▶ **Challenge**
Return, unchanged, the part of the records that opens with their first line and closes with the line containing "[144,283,148,317]", including both of those lines.

▶ **Supplied data**
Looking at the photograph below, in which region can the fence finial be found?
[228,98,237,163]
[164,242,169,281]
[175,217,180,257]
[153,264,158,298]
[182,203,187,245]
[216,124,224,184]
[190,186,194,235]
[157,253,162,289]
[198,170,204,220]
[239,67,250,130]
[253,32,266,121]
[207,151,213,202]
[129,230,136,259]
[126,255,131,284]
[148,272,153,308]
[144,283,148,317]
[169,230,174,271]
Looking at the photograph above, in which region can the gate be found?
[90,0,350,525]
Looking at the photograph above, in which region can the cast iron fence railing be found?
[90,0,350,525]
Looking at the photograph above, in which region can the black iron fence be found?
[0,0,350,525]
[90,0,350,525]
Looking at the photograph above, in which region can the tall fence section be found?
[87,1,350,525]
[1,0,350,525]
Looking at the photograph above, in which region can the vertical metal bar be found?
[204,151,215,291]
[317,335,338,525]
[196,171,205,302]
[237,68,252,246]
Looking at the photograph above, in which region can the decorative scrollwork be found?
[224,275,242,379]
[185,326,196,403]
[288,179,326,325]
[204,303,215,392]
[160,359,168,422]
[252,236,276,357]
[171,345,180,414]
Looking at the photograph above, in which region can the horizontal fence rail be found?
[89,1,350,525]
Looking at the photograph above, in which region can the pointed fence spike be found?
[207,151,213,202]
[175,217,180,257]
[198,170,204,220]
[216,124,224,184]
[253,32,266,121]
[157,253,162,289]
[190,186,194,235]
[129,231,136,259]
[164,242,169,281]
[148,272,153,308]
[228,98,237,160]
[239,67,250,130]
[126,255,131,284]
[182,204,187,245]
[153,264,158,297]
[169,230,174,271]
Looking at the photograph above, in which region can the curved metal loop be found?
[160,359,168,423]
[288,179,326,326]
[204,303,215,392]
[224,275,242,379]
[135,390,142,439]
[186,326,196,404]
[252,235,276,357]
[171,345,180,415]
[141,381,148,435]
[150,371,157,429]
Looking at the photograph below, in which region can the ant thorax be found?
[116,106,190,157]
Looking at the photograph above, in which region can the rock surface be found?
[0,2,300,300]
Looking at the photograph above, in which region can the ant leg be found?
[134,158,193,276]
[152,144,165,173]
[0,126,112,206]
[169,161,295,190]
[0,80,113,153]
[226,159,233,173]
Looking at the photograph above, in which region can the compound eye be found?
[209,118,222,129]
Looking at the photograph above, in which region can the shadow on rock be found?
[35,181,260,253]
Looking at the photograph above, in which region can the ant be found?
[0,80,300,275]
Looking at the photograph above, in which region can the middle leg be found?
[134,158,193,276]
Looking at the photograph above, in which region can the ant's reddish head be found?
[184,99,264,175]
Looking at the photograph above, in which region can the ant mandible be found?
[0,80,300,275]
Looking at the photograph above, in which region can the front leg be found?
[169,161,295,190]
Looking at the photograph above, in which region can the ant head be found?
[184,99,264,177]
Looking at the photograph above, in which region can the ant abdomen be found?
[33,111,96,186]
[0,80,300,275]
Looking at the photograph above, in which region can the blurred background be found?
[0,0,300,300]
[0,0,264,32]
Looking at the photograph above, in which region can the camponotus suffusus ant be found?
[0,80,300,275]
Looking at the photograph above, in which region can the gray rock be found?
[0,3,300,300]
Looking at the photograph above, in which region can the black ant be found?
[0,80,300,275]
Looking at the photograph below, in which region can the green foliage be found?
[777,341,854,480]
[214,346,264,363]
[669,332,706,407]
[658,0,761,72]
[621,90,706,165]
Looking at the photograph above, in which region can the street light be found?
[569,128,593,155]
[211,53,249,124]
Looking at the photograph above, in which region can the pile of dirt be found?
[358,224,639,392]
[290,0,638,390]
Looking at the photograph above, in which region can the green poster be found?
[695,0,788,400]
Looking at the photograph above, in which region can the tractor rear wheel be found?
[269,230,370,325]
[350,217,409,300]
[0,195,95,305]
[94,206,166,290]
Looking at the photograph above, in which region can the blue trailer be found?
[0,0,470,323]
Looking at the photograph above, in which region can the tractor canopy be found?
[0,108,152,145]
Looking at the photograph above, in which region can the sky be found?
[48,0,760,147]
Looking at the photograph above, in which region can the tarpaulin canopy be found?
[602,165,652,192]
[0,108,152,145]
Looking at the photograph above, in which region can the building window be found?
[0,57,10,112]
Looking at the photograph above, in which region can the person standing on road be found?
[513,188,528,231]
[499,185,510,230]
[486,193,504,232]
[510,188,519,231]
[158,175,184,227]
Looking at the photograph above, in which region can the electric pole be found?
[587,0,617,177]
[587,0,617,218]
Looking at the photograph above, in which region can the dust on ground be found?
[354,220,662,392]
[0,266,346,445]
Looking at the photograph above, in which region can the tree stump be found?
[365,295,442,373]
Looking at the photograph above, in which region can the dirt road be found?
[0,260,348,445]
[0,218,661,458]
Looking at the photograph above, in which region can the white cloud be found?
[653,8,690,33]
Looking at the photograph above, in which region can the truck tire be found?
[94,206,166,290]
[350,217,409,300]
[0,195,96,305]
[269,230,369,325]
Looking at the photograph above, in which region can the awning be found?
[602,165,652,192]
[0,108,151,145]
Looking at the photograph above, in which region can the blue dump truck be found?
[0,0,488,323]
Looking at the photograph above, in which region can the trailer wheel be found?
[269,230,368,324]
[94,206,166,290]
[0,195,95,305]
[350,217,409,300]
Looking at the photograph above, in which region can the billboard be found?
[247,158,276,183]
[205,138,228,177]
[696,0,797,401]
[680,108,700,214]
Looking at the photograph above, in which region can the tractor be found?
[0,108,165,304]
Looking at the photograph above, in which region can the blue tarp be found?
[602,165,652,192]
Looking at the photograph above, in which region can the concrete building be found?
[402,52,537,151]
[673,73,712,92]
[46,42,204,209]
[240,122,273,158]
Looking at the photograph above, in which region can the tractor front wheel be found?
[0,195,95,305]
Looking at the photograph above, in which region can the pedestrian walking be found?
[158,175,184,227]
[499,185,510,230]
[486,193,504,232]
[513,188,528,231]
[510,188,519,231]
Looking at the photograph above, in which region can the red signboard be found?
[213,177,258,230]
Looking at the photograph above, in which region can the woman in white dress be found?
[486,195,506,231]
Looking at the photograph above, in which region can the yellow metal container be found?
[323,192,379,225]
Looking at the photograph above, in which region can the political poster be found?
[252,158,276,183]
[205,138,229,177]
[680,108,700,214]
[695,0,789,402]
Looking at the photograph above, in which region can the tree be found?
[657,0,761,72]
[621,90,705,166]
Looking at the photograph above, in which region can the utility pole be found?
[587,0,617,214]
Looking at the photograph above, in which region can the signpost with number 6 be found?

▶ **Reply to the exercise**
Looking at the photograph below, in which region can the fence finial be found?
[228,98,237,163]
[164,242,169,281]
[175,217,180,257]
[153,264,158,298]
[182,203,187,245]
[216,124,224,184]
[190,186,194,235]
[157,253,162,289]
[198,170,204,220]
[239,67,250,130]
[253,32,266,121]
[207,151,213,202]
[129,230,136,259]
[126,255,131,284]
[148,272,153,308]
[144,283,148,317]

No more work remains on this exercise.